_Input material_
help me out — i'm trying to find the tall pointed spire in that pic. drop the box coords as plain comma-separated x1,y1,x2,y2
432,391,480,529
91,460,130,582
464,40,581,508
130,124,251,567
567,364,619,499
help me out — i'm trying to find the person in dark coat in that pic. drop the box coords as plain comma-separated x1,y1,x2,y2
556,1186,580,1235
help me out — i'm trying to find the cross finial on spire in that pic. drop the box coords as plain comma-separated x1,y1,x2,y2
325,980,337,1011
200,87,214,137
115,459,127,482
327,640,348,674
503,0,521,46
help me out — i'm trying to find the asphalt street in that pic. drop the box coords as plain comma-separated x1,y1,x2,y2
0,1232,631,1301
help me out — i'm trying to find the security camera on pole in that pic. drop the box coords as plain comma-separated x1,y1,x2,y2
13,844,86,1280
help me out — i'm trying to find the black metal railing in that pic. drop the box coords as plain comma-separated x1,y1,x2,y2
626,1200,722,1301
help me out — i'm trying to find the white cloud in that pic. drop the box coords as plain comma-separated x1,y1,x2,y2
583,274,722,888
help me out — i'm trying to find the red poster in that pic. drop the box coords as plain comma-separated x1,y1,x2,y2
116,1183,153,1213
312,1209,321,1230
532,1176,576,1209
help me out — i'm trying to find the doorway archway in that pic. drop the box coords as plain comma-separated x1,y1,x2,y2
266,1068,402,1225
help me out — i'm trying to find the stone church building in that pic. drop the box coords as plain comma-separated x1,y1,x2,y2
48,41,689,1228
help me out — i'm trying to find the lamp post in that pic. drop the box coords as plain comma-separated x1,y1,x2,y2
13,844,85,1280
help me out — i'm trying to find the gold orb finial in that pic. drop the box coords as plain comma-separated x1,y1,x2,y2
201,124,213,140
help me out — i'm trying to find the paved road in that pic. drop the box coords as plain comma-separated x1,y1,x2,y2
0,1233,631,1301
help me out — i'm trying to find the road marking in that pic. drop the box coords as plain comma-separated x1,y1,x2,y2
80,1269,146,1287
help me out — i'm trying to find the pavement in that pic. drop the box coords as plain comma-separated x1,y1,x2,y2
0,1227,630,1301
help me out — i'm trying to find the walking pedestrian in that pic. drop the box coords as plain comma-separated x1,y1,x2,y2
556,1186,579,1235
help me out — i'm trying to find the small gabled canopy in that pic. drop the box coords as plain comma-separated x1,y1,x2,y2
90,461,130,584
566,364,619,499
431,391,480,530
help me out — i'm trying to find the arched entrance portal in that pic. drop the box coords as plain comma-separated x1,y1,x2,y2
---
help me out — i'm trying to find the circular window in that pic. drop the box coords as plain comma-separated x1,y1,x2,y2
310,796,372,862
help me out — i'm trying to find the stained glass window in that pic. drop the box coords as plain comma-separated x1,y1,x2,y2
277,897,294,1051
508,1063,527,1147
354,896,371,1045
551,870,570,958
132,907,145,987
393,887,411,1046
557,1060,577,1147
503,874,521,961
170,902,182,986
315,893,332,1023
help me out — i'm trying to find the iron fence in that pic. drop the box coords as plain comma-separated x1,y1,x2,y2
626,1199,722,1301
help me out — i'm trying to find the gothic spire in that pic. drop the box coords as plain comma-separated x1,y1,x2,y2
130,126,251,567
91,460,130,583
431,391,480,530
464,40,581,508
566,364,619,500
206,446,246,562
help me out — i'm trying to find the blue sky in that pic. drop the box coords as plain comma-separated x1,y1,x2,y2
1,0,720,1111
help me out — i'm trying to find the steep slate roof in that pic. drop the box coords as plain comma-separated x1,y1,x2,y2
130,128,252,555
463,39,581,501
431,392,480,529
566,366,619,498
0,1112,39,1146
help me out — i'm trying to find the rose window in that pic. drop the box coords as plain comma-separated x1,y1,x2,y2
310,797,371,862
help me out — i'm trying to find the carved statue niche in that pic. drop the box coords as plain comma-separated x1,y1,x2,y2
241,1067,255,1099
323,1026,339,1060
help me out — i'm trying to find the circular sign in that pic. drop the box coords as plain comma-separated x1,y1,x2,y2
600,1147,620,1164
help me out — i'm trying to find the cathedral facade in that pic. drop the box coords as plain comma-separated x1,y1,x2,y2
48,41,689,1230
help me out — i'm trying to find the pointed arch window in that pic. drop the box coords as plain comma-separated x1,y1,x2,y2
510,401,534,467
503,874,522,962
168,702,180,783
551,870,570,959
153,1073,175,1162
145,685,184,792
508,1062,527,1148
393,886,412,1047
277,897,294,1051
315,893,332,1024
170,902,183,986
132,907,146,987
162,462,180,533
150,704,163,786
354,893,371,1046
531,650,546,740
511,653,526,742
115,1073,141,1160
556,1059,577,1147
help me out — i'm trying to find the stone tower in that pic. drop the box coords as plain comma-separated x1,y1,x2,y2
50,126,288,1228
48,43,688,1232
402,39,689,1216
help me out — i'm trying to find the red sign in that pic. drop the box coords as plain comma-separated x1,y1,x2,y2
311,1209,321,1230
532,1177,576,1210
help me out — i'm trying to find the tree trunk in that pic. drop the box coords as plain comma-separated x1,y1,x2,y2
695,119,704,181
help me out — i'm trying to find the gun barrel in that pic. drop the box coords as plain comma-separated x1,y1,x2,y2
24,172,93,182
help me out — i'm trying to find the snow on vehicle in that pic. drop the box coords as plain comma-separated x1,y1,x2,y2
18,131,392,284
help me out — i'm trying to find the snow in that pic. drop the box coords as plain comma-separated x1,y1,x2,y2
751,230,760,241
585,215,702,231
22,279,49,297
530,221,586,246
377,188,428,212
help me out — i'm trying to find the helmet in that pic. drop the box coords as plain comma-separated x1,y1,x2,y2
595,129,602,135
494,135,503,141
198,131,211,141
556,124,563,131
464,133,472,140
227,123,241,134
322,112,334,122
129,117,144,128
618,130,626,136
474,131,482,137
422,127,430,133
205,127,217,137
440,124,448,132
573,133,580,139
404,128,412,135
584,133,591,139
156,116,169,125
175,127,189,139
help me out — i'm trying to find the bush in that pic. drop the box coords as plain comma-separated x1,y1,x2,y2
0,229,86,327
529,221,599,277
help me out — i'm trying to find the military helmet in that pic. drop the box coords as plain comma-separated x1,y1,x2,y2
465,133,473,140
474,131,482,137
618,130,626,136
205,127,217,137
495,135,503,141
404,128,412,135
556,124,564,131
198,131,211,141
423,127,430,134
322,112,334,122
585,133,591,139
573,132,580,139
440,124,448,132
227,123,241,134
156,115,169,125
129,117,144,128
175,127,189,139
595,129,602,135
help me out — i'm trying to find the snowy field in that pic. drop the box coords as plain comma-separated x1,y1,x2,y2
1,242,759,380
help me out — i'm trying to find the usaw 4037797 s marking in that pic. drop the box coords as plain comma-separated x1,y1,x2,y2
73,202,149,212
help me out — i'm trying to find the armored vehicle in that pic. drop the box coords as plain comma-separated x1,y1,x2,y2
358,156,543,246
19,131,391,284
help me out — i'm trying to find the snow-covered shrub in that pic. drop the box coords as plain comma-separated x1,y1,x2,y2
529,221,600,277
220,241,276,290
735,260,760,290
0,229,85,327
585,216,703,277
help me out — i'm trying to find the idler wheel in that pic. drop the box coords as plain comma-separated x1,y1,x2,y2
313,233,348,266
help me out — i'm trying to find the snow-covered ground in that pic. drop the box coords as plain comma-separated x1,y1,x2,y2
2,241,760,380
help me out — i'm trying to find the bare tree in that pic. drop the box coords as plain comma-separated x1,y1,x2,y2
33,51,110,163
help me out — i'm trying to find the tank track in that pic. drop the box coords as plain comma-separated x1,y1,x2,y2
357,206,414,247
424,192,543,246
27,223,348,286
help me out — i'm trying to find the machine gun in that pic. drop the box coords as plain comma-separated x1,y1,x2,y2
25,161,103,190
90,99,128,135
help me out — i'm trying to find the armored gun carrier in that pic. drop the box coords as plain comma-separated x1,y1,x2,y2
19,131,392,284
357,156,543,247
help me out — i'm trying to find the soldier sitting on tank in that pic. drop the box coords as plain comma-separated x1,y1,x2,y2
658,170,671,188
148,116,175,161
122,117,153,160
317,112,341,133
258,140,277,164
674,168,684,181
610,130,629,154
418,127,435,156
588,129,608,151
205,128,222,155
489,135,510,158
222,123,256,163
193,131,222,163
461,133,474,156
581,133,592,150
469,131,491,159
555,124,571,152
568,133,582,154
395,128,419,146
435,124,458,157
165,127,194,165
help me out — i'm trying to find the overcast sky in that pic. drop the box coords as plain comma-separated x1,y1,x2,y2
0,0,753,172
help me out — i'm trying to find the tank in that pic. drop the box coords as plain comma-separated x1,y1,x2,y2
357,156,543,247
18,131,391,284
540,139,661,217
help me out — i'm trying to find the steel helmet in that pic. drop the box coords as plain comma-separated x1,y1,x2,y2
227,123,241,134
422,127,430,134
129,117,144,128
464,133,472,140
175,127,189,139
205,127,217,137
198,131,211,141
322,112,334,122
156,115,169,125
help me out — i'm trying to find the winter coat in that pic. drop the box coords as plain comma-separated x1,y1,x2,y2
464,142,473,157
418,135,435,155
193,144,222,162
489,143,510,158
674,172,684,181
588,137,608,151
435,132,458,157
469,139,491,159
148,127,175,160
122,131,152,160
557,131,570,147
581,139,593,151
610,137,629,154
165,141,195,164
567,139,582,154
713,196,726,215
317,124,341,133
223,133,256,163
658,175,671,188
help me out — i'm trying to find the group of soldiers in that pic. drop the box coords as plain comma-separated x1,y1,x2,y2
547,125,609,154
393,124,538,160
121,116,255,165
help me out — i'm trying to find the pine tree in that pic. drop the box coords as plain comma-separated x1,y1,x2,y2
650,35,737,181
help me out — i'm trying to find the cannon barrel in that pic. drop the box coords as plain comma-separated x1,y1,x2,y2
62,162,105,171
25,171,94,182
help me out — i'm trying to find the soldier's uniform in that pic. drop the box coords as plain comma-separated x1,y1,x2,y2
---
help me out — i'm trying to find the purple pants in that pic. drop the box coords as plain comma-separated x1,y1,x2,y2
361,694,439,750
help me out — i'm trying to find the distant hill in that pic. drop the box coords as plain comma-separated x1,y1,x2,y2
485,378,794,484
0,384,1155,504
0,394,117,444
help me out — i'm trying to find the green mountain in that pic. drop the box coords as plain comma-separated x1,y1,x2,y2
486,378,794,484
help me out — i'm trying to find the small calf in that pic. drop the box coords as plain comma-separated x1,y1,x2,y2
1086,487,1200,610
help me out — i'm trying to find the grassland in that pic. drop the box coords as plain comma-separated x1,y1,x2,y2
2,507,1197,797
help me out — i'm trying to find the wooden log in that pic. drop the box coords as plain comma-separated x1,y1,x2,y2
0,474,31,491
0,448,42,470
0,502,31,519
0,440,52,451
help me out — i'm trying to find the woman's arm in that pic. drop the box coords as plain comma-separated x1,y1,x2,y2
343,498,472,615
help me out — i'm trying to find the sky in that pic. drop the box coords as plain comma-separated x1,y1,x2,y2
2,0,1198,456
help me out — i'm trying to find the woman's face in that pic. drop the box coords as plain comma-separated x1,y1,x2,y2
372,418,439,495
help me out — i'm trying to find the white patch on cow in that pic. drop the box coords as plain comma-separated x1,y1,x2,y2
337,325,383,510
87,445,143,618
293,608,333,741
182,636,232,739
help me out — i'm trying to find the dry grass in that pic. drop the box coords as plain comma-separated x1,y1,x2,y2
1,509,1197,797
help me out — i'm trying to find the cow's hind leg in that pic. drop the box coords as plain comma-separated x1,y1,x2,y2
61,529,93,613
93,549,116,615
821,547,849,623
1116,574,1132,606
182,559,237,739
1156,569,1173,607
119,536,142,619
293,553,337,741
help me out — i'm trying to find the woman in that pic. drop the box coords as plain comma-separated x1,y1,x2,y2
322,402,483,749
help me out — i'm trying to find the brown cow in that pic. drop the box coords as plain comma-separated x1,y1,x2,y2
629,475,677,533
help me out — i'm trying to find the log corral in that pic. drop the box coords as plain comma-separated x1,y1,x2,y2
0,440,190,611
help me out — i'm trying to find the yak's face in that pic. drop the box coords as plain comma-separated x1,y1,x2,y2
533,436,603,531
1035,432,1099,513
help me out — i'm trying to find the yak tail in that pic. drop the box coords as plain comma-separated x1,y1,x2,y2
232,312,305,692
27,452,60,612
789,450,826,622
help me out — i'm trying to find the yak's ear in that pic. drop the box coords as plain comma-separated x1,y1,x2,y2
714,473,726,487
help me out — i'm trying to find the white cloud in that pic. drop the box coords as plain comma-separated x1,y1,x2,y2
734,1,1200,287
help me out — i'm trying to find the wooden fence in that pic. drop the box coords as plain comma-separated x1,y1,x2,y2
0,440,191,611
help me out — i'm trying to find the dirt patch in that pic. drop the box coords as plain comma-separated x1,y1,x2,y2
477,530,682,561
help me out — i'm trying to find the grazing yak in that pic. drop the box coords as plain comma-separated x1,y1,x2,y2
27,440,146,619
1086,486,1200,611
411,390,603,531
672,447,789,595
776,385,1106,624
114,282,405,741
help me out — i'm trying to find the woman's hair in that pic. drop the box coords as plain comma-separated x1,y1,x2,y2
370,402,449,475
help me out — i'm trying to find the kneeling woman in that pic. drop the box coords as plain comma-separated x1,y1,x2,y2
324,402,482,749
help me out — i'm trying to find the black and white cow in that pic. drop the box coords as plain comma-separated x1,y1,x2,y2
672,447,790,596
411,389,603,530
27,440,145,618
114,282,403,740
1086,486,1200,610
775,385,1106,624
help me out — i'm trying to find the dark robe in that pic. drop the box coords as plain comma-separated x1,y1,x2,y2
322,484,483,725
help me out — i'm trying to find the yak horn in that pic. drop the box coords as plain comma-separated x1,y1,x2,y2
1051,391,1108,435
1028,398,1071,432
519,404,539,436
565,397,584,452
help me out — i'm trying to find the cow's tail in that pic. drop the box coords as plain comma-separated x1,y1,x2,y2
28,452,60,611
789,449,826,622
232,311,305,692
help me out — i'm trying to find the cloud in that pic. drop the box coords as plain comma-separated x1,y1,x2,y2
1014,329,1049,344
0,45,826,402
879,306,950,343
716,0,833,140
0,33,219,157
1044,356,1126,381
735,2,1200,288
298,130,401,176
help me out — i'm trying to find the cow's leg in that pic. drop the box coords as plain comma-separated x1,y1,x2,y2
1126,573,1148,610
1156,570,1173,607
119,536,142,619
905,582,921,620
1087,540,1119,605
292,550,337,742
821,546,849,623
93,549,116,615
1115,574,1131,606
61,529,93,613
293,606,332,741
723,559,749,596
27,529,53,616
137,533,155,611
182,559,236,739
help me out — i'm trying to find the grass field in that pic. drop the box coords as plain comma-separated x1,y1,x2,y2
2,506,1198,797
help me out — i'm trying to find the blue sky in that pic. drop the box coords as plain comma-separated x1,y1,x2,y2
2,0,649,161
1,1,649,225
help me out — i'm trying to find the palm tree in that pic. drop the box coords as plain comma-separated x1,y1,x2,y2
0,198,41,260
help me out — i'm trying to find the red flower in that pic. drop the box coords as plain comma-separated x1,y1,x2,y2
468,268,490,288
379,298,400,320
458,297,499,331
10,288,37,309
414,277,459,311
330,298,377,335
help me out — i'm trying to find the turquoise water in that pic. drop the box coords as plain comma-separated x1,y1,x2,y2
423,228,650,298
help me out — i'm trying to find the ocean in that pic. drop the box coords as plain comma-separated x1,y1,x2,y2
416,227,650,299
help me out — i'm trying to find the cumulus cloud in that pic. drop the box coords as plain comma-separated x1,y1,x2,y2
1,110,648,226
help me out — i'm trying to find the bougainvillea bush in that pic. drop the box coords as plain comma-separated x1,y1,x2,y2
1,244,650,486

_Work request_
Take the line above containing "help me out — i'm trying to find the gold", the line containing "help me out — i'm trying to find the arched", and all lines in between, and copy them exactly without anything else.

_Result for this exercise_
help me out — i'm trying to find the gold orb finial in that pic. drop the box coords as plain comma-separated x1,y1,x2,y2
201,124,213,140
help me out — i'm trying to find the paved road in that pic. drop the box coords as plain comma-separated x1,y1,x2,y2
0,1233,631,1301
help me out — i'm trying to find the road marking in that pic. drop the box coords as plain comma-separated x1,y1,x2,y2
80,1269,146,1287
help me out — i'm trying to find the pavement in that pic. drop the box coords as plain comma-separated x1,y1,x2,y2
0,1227,630,1301
help me out — i'm trying to find the walking pedestrian in that pic. drop the box coords as plain comma-separated x1,y1,x2,y2
556,1186,579,1235
help me out — i'm trying to find the small gabled canopy in that pic. drop the box coords as plain comma-separated x1,y1,x2,y2
90,461,130,584
566,364,619,499
431,391,480,530
help me out — i'm trying to find the arched entrance portal in that pic. drop the box coords as plain comma-separated x1,y1,x2,y2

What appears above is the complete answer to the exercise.